• **TEXTO CITADO**
Antonio Teixeira de Barros 2


Introdução


A cobertura de imprensa sobre as manifestações folclóricas padece das mesmas limitações que os demais temas, ou seja, não podemos analisar este assunto sob um prisma estritamente particular, embora haja algumas tendências que se sobressaem, quando se trata do assunto em exame. É sobre essas tendências que tentaremos discorrer de forma sucinta. São elas: o tratamento performático e a homogeneização das manifestações folclóricas, além da agenda previsível e da adoção da perspectiva do turista. Com isso, ocorre uma espécie de padronização dos fatos relativos ao folclore regional e uma conseqüente fragilização de elementos típicos de uma cultura essencialmente "situada", ou seja, regional, uma vez que é da natureza do folclore a intrínseca relação entre região e tradição.

O tratamento performático


Uma das tendências mais expressivas é o tratamento performático das manifestações folclóricas. Isso significa que, para atrair a atenção dos meios de comunicação, os fatos relativos à esfera do folclore e da cultura popular devem se enquadrar na categoria performance. Categoria essa que, em termos de cultura, deve ser entendida como algo voltado para o momento presente, além de representar algo ligado à atuação e desempenho. A cultura performática está intimamente ligada ao happening, ou seja, algo que se projeta por si, em forma de acontecimento - geralmente um acontecimento considerado tão-somente pelas suas características performáticas.

• **PROBLEMA PROPOSTO**
Transcreva sem alterações a passagem do texto sobre a cobertura jornalística do folclore que se inicia com as palavras "A cobertura de" e se encerra em "região e tradição.".

• **TRECHO DE ORIGEM**
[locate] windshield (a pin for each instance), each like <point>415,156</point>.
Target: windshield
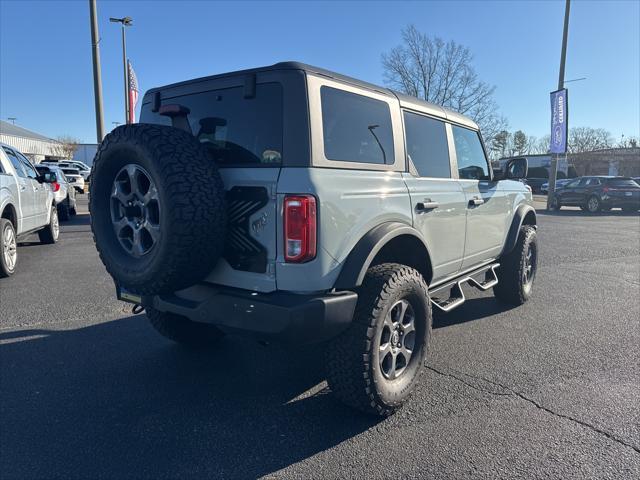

• **RESOLUÇÃO DETALHADA**
A cobertura de imprensa sobre as manifestações folclóricas padece das mesmas limitações que os demais temas, ou seja, não podemos analisar este assunto sob um prisma estritamente particular, embora haja algumas tendências que se sobressaem, quando se trata do assunto em exame. É sobre essas tendências que tentaremos discorrer de forma sucinta. São elas: o tratamento performático e a homogeneização das manifestações folclóricas, além da agenda previsível e da adoção da perspectiva do turista. Com isso, ocorre uma espécie de padronização dos fatos relativos ao folclore regional e uma conseqüente fragilização de elementos típicos de uma cultura essencialmente "situada", ou seja, regional, uma vez que é da natureza do folclore a intrínseca relação entre região e tradição.